▶ _What this task involves_
In the material, could you give back only the part that opens with the line containing "flower and returns integer pixel boxes." and closes with the line containing "[24,6,485,327]", with "withered" changed to "wilted" and every other character left as is?

▶ _Data supplied_
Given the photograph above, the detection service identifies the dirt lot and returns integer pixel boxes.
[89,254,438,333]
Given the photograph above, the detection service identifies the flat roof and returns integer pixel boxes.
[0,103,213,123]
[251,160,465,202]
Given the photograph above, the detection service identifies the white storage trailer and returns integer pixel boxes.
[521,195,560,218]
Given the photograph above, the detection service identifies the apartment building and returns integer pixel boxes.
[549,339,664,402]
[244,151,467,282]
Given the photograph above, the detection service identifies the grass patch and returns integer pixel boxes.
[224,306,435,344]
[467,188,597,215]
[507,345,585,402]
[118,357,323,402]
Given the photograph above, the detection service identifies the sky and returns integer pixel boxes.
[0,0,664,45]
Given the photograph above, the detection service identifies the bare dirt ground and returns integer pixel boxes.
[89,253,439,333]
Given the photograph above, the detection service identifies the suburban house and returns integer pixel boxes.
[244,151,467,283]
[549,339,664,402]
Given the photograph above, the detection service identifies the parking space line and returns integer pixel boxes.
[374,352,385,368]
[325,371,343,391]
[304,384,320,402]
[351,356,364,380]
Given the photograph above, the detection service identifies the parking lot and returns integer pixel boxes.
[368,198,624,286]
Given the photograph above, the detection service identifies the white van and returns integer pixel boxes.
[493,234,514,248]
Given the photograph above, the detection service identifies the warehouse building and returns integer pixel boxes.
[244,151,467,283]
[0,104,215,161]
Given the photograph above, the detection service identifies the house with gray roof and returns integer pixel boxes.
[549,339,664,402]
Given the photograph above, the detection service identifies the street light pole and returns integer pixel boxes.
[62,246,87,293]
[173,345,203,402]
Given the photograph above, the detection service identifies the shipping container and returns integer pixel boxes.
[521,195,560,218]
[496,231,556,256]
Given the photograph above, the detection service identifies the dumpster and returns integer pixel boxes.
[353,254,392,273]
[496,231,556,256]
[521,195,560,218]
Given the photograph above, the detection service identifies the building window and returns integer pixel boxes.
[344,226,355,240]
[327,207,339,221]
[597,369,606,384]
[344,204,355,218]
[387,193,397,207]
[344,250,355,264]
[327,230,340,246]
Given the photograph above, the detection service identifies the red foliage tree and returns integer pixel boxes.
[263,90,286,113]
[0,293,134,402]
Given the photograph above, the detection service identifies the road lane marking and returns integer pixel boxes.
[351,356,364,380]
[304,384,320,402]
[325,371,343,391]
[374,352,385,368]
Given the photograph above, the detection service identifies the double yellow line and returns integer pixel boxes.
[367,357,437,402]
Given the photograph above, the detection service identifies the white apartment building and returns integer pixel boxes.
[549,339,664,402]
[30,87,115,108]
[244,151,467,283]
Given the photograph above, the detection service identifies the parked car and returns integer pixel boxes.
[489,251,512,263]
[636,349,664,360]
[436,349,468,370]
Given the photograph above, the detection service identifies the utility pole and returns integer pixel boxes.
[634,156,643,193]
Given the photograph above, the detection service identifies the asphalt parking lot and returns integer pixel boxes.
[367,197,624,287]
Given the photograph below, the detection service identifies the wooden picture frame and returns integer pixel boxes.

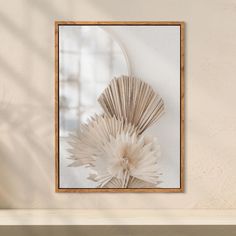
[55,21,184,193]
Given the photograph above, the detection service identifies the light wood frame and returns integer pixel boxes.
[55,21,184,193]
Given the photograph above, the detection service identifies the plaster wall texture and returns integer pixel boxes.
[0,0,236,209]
---
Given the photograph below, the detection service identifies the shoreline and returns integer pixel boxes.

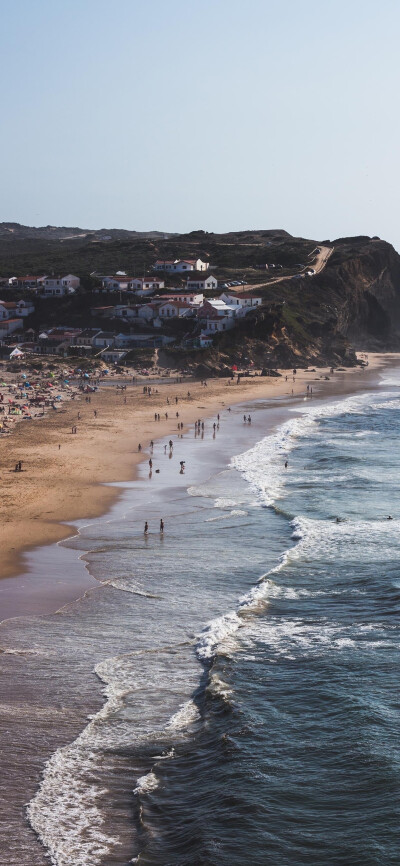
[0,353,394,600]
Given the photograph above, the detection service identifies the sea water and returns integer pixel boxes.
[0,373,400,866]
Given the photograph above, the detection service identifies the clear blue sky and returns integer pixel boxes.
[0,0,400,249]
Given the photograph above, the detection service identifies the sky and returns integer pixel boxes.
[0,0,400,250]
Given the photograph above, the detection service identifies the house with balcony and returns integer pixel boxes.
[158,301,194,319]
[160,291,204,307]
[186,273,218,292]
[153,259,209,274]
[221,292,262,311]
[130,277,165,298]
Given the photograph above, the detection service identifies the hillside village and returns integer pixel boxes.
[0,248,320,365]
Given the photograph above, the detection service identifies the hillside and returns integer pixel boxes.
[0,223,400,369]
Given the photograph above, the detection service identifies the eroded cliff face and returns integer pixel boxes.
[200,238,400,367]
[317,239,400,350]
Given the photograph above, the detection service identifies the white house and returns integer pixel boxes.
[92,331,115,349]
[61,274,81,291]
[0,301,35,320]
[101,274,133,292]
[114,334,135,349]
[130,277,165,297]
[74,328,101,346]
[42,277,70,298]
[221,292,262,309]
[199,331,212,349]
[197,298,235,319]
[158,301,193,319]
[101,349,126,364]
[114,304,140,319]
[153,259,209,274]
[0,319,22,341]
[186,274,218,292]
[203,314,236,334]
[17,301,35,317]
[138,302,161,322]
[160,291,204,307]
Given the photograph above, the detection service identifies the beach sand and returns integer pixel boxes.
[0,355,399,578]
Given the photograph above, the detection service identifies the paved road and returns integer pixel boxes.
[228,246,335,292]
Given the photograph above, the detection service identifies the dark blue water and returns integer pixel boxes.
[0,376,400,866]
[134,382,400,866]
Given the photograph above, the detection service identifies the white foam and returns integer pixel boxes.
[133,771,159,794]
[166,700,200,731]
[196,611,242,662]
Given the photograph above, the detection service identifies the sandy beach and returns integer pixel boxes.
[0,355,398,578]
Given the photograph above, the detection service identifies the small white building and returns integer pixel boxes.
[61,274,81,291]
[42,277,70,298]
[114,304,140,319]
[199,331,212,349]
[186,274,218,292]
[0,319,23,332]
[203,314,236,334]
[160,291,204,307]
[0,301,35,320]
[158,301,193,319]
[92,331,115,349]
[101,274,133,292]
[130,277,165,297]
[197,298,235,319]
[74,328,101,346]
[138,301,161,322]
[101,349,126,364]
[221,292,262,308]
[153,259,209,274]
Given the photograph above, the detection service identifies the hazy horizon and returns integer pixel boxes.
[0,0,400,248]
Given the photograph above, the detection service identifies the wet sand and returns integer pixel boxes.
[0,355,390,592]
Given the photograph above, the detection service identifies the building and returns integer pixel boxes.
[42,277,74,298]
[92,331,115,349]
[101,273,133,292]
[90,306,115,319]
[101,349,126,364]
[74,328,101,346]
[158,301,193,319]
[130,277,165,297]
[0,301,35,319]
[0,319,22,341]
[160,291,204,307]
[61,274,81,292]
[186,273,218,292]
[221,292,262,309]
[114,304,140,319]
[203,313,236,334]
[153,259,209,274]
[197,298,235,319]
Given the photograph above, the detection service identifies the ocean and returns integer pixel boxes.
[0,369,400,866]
==
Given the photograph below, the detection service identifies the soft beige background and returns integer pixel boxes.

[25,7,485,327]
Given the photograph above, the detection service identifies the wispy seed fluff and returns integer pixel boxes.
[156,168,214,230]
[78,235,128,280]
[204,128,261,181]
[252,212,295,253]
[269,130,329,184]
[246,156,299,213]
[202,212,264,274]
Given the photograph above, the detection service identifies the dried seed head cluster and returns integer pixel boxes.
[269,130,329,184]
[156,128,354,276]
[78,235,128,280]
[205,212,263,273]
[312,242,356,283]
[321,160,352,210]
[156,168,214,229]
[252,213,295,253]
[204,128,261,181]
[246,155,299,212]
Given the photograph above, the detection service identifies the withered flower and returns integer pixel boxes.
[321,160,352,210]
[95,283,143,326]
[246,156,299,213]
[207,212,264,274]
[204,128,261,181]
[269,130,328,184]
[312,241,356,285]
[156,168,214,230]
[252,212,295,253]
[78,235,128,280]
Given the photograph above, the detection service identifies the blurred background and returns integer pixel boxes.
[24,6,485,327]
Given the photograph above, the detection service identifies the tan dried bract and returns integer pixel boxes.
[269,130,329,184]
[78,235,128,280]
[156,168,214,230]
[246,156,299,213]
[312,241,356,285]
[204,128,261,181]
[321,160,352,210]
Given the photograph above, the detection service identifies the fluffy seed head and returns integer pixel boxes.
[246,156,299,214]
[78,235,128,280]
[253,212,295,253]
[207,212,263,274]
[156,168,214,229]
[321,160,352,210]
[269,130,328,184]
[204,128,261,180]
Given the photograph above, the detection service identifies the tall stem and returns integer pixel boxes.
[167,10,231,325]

▶ _The result_
Given the photograph above, the detection service identifies the wilted flower and returns integer pixel boxes.
[321,160,352,210]
[95,283,143,326]
[246,156,299,213]
[207,212,264,274]
[204,128,261,181]
[269,130,328,184]
[312,241,356,285]
[156,168,214,230]
[252,212,295,253]
[78,235,128,280]
Given the photograph above, the detection service identifies the blurred background and returns integer pixel boxes.
[24,6,485,327]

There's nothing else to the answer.